%%

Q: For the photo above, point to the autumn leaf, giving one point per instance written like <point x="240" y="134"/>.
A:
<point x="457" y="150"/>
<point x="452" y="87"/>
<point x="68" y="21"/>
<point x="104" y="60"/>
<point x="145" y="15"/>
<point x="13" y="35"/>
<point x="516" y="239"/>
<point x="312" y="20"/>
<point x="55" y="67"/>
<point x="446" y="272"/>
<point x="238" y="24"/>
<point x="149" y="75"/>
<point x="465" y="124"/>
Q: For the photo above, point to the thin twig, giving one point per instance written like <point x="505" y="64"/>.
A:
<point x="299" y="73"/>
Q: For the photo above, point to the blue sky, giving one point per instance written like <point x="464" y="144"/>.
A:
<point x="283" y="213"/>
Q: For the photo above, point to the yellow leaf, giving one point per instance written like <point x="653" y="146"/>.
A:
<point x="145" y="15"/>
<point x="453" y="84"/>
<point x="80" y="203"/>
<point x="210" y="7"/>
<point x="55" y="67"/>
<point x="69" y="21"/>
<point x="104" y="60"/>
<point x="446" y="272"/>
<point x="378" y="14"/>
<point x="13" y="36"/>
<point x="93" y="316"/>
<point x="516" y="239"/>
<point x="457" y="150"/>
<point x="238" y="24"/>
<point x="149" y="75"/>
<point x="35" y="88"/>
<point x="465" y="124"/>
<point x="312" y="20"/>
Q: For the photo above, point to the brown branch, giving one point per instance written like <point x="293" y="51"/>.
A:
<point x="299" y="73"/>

%%

■ ASSIGNMENT ■
Copy out, in full, each line above that has the word "leaf" in it.

■ WRITTEN RESPONSE ■
Q: For the photo above, point to the autumn leaf, giving one point per instance written like <point x="240" y="134"/>.
Q: For the photo above, point to the yellow leaf, giving one point per instance written like <point x="653" y="146"/>.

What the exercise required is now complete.